◆ **Written request**
Transcribe the material in full, exactly as written.
════════
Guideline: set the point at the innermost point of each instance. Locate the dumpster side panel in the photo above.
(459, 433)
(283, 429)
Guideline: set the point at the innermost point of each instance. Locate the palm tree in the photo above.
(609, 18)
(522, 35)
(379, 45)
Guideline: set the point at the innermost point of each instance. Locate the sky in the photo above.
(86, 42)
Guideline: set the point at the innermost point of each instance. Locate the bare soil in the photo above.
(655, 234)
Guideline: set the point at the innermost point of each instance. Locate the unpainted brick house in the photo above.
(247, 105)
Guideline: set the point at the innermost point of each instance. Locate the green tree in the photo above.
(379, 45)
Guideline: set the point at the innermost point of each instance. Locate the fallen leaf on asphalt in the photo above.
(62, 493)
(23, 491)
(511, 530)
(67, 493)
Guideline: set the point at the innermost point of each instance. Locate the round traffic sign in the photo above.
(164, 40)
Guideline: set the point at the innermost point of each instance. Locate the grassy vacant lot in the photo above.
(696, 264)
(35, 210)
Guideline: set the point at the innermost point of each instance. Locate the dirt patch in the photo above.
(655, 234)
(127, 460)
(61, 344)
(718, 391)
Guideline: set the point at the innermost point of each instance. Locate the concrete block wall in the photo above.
════════
◆ **Solution for this task**
Guideline: set the point at the innermost point of each instance. Locate the dumpster side panel in the photo above.
(459, 433)
(283, 429)
Guideline: set the point at the innermost point of each instance. Locate the palm tree in the photo above.
(609, 18)
(522, 35)
(379, 45)
Guideline: set the point at the innermost point of each instance. Locate the sky in the photo above.
(86, 42)
Guideline: set the point at the innermost point of each instance. Locate the bare soil in the photo above.
(655, 234)
Guideline: set the point at the innermost point of each instance. Locate the unpainted brick house in the photo above.
(247, 105)
Guideline: set the point at the innermost point of each instance. Locate the green tree in the photo above.
(379, 45)
Guideline: set the point at the innermost point of each instance. Locate the fallen leaf on asphalt in the photo above.
(62, 493)
(23, 491)
(511, 530)
(67, 493)
Guideline: set the point at the innermost point of each instance. Locate the round traffic sign in the photo above.
(164, 40)
Guideline: set the point at the innermost point of each instance. Locate the grassy vacant lot in the photo above.
(696, 264)
(35, 210)
Guideline: set the point at the innermost point of each instance. Locate the dirt patch in the photo above.
(655, 234)
(127, 460)
(61, 344)
(718, 391)
Guideline: set the point at the innermost point of each instance. Locate the concrete block wall in the photo above.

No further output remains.